▶ [Provided data]

● ● ● ● ● ● ●

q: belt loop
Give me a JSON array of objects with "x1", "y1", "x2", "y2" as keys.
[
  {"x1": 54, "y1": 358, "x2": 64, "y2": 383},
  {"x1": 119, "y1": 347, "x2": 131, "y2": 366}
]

● ● ● ● ● ● ●

▶ [Exercise brief]
Format each line above as a row of a Markdown table with two columns, "Row" for the sequential row number and "Line" for the line itself, omitting any blank lines.

▶ [Answer to this problem]
| Row | Line |
|---|---|
| 1 | q: belt loop |
| 2 | Give me a JSON array of objects with "x1", "y1", "x2", "y2" as keys. |
| 3 | [ |
| 4 |   {"x1": 54, "y1": 358, "x2": 64, "y2": 383}, |
| 5 |   {"x1": 119, "y1": 347, "x2": 131, "y2": 366} |
| 6 | ] |